start PAGE

Back at Vorkosigan House, Miles goes in search of his father, finding him in the library. He tells his father about the meeting with Gregor; they discuss whether Gregor was right to tell Nikki so much. Miles admits that anyone questioning Nikki would likely already know as much as him, and the rest is still closely held. He says he’d thought that Gregor would know, because of his own experiences with learning the truth about Prince Serg, how much to tell about his father’s crimes. Aral agrees that Prince Serg was a criminal and a madman, and talks about the “lucky shot” that spared Barrayar from him ever becoming Emperor; he’s glad to hear about Gregor’s good judgement about Tien, considering how badly they muffed it with Gregor himself.
“I think he handled Nikki . . . well. At any rate, Nikki won’t experience that sort of late shock to his world. Of course, compared to Serg, Tien wasn’t much worse than foolish and venal. But it was hard to watch. No nine-year-old should have to deal with something this vile, this close to his heart. What will it make him?”
“Eventually . . . ten,” the Count said. “You do what you have to do. You grow or go under. You have to believe he will grow.”

end PAGE
start PROVIDED INFORMATION

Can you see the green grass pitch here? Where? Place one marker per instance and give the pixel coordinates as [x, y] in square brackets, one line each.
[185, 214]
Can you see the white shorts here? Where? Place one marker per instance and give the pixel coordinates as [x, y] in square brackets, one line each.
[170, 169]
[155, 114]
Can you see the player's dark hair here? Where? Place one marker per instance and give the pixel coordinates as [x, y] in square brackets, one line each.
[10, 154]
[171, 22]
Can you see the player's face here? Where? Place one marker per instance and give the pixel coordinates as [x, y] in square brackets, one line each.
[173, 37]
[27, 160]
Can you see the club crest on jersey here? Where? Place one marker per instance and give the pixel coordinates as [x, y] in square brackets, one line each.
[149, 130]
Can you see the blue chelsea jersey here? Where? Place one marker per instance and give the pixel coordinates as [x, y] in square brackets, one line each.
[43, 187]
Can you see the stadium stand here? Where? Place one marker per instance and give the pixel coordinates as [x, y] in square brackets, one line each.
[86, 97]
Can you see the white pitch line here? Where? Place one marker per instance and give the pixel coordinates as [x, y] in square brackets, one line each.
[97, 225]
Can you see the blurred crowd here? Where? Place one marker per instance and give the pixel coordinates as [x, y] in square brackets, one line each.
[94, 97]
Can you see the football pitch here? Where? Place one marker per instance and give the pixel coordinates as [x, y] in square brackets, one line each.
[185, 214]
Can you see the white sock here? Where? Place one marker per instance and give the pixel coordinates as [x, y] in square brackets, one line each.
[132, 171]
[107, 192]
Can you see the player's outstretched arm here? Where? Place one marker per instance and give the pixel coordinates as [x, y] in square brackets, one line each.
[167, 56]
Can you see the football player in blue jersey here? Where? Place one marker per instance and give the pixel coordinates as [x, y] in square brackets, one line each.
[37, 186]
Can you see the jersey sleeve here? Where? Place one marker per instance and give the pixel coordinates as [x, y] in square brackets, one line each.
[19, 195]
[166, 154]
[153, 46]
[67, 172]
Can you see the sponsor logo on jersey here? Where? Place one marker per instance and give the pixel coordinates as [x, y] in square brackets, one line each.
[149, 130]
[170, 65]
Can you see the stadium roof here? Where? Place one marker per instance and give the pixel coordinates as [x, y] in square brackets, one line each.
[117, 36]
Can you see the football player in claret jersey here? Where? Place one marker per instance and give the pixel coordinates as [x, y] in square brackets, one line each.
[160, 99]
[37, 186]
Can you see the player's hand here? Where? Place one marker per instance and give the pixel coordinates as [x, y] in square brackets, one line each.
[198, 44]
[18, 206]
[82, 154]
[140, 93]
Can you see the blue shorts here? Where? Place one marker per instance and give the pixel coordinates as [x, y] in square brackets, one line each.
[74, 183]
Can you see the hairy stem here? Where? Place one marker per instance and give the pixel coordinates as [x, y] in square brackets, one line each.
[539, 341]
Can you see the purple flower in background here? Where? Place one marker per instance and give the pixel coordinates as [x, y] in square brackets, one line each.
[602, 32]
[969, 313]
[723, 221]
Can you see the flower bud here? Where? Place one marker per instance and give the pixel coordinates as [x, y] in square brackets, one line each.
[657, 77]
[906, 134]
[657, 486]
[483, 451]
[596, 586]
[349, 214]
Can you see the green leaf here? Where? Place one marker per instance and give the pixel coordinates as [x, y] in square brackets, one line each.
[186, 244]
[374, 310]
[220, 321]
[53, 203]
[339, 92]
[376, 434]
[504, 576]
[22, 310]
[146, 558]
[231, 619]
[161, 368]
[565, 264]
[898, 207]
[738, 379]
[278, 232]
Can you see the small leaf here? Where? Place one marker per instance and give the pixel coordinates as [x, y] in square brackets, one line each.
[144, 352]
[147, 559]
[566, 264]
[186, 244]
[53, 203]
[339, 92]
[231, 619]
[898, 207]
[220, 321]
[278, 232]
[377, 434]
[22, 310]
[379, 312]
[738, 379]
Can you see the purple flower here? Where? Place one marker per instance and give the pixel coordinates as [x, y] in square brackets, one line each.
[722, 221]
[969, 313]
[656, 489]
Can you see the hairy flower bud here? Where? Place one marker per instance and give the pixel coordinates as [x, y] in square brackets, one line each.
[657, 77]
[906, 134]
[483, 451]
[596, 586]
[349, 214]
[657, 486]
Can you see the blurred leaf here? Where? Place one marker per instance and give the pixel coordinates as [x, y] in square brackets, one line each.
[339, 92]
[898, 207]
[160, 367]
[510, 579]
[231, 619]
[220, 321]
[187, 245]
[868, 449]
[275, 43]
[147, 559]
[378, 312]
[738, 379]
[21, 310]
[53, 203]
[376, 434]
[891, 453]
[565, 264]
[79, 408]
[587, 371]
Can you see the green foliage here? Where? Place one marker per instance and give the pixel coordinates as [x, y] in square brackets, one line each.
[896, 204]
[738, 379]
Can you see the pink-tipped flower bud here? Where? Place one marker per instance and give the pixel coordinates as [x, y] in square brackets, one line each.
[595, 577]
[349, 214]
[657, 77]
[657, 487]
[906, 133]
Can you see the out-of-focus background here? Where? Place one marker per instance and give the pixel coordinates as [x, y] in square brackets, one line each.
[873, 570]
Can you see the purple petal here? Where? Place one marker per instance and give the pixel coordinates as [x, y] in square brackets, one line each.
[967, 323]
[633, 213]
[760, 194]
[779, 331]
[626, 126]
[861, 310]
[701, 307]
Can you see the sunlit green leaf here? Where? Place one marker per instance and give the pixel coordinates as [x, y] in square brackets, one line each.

end PROVIDED INFORMATION

▶ **INSTRUCTIONS TO FOLLOW**
Extract the whole passage about Miles talking with his father in the library, word for word. The material is not needed for this.

▶ **SOLUTION FOR THIS EXERCISE**
Back at Vorkosigan House, Miles goes in search of his father, finding him in the library. He tells his father about the meeting with Gregor; they discuss whether Gregor was right to tell Nikki so much. Miles admits that anyone questioning Nikki would likely already know as much as him, and the rest is still closely held. He says he’d thought that Gregor would know, because of his own experiences with learning the truth about Prince Serg, how much to tell about his father’s crimes. Aral agrees that Prince Serg was a criminal and a madman, and talks about the “lucky shot” that spared Barrayar from him ever becoming Emperor; he’s glad to hear about Gregor’s good judgement about Tien, considering how badly they muffed it with Gregor himself.
“I think he handled Nikki . . . well. At any rate, Nikki won’t experience that sort of late shock to his world. Of course, compared to Serg, Tien wasn’t much worse than foolish and venal. But it was hard to watch. No nine-year-old should have to deal with something this vile, this close to his heart. What will it make him?”
“Eventually . . . ten,” the Count said. “You do what you have to do. You grow or go under. You have to believe he will grow.”